◆ **Using the information**:
1. Summarize the commentary on the Plateau crisis in two sentences.
2. Write the next paragraph of the commentary on the Plateau crisis, following on from its last sentence.

◆ **Study text**:
-- Opening Marker --
As I said earlier if we want to get to the bottom of the bloody crisis on the Plateau, we must first of all accept that it is not a quarrel about religion even though the antagonists have each used it to good effect to drum up support for their side.

The Catholic Archbishop of Abuja and the national President of the CAN, Reverend John Onaiyekan, I believe, got it just about right when he reportedly told Vatican Radio on Monday that the crisis on the Plateau is rooted not in religion but in social, economic, tribal and cultural differences. “Armed people, itinerant pastoralists...” yesterday’s Nation quoted him as saying, “attacked the village of farmers of the Berom ethnic group. It is a classic conflict between pastoralists and farmers.”

 I say the Archbishop got it just about right because the crisis is by far more economic than social, tribal and cultural. After all until the late seventies when power hungry politicians began to use tribe and religion as their primary weapon in seeking for office, the religious and ethnic groups in the state have lived in harmony among themselves.

As I have said identifying and bringing the perpetrators of the killings in Jos to justice and also identifying the essence of the crisis are important as ingredients of the solution to the problem. But by far the most important ingredient is the character of the political - and traditional - leadership in the state.

This is what has made a difference in the return of peace to Kaduna State which, until recently, was worse than Plateau State. As a Muslim and “Hausa”, its former governor, Senator Ahmed Mohammed Makarfi, eschewed belligerence towards the Southern Kaduna Christian minority groups that have felt marginalized in the political-economy of the state. Instead he did all he could to assuage those feelings.

It was also the character of leadership that made the difference in averting what could have easily turned into a religious crisis in Kazaure, Jigawa State, recently following the beating of a son-of-the-soil driver by a traffic police, a beating which resulted in the driver’s death. But for the quick intervention of the Emir of Kazaure, Alhaji Najib Hussaini Adamu who, with his court in tow, physically stood between some rampaging youths and the non-indigenous residents of the police man’s neighbourhood, only God knows what would have happened in the state.
-- Closing Marker --
◆ **Data**:
-- Opening Marker --
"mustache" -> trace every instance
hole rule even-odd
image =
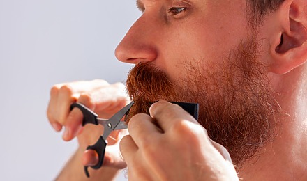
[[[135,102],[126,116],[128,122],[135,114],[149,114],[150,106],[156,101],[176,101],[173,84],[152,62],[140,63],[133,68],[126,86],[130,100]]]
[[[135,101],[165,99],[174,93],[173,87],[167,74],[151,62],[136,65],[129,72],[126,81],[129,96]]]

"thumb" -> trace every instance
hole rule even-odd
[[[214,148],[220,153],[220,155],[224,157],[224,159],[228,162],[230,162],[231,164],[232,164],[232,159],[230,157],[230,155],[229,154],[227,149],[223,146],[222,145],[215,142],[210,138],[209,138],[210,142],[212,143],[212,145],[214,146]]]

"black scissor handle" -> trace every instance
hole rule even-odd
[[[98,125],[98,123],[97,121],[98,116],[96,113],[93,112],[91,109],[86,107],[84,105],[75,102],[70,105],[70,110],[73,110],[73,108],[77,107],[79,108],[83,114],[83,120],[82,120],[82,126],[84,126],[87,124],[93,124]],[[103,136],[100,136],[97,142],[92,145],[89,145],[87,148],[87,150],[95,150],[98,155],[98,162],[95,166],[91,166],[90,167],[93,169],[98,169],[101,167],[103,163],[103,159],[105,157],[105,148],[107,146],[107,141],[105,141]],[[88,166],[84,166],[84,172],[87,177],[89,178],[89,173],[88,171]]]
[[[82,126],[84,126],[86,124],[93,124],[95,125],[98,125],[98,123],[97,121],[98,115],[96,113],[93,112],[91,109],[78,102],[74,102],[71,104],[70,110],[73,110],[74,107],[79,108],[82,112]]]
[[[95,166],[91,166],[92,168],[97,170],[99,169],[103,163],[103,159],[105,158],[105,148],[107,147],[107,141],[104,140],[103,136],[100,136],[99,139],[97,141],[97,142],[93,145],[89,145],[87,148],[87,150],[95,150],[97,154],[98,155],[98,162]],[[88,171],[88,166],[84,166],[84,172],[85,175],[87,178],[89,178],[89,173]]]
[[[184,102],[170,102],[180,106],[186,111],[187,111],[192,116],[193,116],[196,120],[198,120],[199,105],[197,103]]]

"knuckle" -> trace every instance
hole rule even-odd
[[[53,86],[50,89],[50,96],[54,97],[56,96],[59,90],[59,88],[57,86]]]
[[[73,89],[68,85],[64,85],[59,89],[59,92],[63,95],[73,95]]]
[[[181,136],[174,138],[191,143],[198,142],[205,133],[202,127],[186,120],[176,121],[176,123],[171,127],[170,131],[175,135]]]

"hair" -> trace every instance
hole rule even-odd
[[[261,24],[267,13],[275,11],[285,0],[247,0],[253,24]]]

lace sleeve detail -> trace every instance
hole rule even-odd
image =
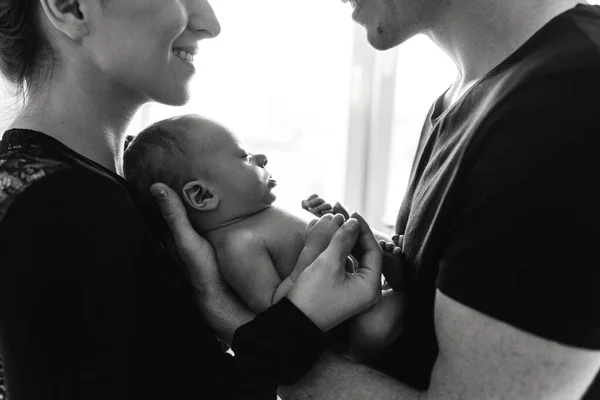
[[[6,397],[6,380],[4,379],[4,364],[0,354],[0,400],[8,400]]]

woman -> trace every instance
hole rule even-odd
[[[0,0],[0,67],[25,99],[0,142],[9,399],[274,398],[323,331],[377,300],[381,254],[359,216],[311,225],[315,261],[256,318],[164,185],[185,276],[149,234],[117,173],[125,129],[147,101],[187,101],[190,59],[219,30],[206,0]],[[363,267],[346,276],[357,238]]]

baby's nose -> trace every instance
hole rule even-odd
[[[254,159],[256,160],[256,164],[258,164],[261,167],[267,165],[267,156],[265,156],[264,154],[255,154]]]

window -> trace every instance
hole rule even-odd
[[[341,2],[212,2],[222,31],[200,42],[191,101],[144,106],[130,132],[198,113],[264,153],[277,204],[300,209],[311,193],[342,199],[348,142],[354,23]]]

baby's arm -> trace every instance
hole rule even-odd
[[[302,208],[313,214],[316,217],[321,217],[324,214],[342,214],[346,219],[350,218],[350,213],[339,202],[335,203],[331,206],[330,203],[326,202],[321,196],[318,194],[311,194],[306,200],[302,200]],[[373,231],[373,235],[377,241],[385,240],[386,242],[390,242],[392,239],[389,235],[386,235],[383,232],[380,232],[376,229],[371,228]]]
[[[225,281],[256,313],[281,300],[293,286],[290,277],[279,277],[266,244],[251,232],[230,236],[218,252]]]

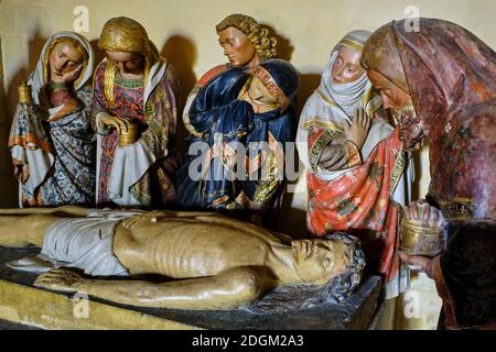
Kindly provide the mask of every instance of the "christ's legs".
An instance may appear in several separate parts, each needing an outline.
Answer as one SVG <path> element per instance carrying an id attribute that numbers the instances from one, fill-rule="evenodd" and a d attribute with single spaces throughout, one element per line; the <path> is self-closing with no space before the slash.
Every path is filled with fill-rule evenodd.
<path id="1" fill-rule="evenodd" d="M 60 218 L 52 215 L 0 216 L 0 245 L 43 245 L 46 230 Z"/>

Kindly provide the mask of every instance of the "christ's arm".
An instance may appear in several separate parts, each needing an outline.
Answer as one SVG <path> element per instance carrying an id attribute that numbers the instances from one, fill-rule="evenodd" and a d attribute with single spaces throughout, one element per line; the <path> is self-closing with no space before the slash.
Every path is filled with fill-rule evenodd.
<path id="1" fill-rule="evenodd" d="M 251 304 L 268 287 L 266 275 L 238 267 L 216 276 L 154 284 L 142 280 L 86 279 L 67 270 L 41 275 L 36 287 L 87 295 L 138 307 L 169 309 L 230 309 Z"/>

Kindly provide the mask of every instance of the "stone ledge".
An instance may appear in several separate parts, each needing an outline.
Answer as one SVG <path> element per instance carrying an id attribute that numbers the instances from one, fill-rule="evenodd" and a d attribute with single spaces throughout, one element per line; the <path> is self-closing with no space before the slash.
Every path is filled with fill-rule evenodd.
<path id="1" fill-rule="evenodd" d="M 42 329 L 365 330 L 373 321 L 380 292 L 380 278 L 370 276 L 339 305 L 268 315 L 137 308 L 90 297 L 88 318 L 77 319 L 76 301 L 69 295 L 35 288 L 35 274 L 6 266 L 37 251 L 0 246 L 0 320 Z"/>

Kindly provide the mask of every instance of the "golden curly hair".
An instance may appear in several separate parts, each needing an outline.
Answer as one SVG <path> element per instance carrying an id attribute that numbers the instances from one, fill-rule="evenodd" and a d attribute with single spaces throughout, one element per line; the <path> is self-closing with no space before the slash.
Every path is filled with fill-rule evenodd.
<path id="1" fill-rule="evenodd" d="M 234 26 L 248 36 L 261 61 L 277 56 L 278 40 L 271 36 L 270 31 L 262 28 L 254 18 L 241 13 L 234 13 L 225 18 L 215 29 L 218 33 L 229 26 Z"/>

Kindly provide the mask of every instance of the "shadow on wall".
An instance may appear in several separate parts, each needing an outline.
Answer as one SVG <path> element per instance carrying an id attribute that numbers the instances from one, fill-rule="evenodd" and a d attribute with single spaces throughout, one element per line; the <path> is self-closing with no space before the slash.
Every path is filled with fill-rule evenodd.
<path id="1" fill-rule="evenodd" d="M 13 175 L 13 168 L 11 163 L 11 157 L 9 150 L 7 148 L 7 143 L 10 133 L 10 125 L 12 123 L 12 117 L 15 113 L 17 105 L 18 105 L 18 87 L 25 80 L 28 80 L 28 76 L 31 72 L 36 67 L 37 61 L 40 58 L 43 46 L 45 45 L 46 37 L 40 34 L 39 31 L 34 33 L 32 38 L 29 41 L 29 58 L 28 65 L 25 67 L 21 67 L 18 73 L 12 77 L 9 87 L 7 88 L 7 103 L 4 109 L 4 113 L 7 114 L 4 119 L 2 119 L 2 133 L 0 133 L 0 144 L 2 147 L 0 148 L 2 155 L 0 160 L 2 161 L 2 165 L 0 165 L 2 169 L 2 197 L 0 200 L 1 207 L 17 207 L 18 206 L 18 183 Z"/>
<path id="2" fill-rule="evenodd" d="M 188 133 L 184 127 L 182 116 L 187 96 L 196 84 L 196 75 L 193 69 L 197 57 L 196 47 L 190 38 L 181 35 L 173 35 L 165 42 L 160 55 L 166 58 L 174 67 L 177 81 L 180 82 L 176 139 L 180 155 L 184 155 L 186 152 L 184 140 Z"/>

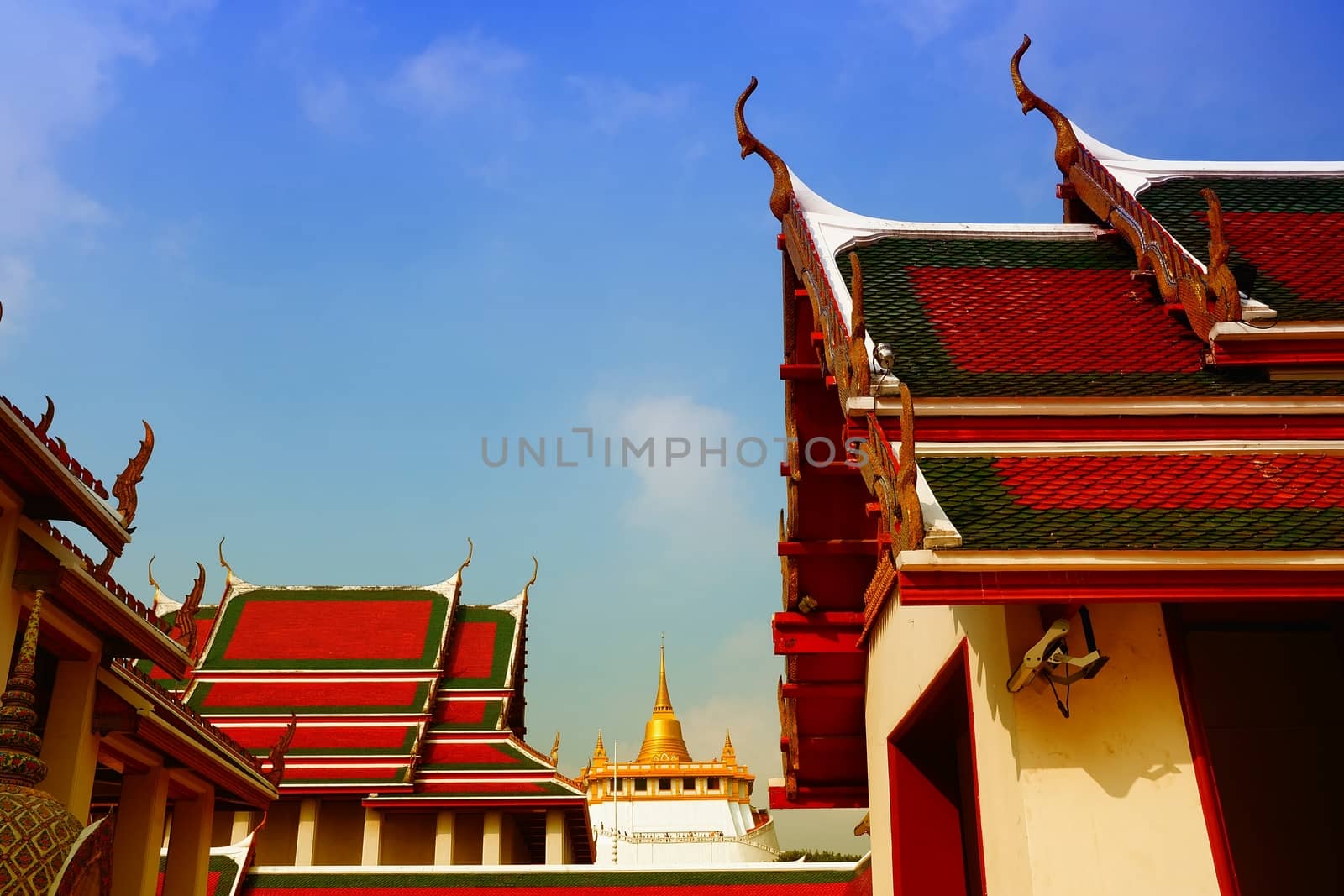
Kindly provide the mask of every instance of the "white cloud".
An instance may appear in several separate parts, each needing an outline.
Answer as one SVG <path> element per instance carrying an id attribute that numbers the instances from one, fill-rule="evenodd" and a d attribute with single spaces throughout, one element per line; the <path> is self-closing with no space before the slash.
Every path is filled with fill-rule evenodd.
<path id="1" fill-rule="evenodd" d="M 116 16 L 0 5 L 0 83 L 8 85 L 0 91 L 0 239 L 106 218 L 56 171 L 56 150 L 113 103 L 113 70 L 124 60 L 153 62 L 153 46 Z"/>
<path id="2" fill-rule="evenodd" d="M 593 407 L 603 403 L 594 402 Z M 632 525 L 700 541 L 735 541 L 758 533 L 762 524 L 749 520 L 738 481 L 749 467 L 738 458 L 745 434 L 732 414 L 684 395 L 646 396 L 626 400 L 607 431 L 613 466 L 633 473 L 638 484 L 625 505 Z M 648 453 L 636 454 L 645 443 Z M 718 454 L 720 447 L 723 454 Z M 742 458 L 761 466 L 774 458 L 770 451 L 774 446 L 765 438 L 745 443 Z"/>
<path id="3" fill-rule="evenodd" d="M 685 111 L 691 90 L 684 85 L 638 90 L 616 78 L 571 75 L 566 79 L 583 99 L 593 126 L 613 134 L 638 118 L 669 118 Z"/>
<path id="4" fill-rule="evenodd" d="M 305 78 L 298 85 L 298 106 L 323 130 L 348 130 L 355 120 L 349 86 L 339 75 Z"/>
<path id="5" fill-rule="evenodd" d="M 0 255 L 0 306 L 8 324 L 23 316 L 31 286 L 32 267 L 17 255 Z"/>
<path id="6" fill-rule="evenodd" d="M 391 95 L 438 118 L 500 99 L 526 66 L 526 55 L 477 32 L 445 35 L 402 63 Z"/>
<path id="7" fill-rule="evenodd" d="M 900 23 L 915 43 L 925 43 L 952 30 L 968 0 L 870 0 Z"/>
-- Closing Marker --
◆ **Answers**:
1. The writer argues that the bloody crisis on the Plateau is not a quarrel about religion and agrees with Archbishop John Onaiyekan, who called it a conflict between pastoralists and farmers rooted in social, economic, tribal and cultural differences, though the writer sees it as mainly economic. Beyond identifying the perpetrators and bringing them to justice, the writer holds that the character of political and traditional leadership matters most, citing former governor Ahmed Mohammed Makarfi's efforts to assuage minority grievances in Kaduna State and the Emir of Kazaure's intervention between rampaging youths and non-indigenous residents in Jigawa State.

2.
You can hardly say the same of the character of Governor Jonah Jang who is fond of reminding anyone who would listen that he is an old soldier ready to fight his enemies, real or imagined. This, in a state that sorely calls for the language of reconciliation.

For instance only the other day in late February he used the occasion of commissioning some projects in Pankshin to remind those he called his enemies that they would be making a mistake if they think they can get away with making trouble in the state. “They do not know,” he was quoted as saying by Peoples Daily of February 25, “I am an old soldier ready to fight to my last blood.”

This cannot be the attitude of a leader who wants peace in his state. Jang must accept that he is the governor of all the residents in his state and not just of the Berom, his ethnic group. He therefore has the moral and constitutional responsibility to protect the lives, limbs and property of all the residents of his state regardless of their tongue or religion.

Unless the political - and traditional - leaders on the Plateau imbibe the spirit of tolerance that has worked the magic in the hitherto violence-prone Kaduna State, last Sunday’s massacre can only lead to an ever escalating vicious cycle of bloodletting which may ultimately spell the end of Nigeria as we know it.

Of course tolerance must be a two-way street between antagonists. But the onus for ending the hostilities in any society lies with its leaders rather than with its followers because, with or without society’s consent, its system of reward and punishment lies in their hands.

Surely it does not say much for the quality of Jang’s governorship that under his watch there has been at least three well-known attempts at ethnic cleansing.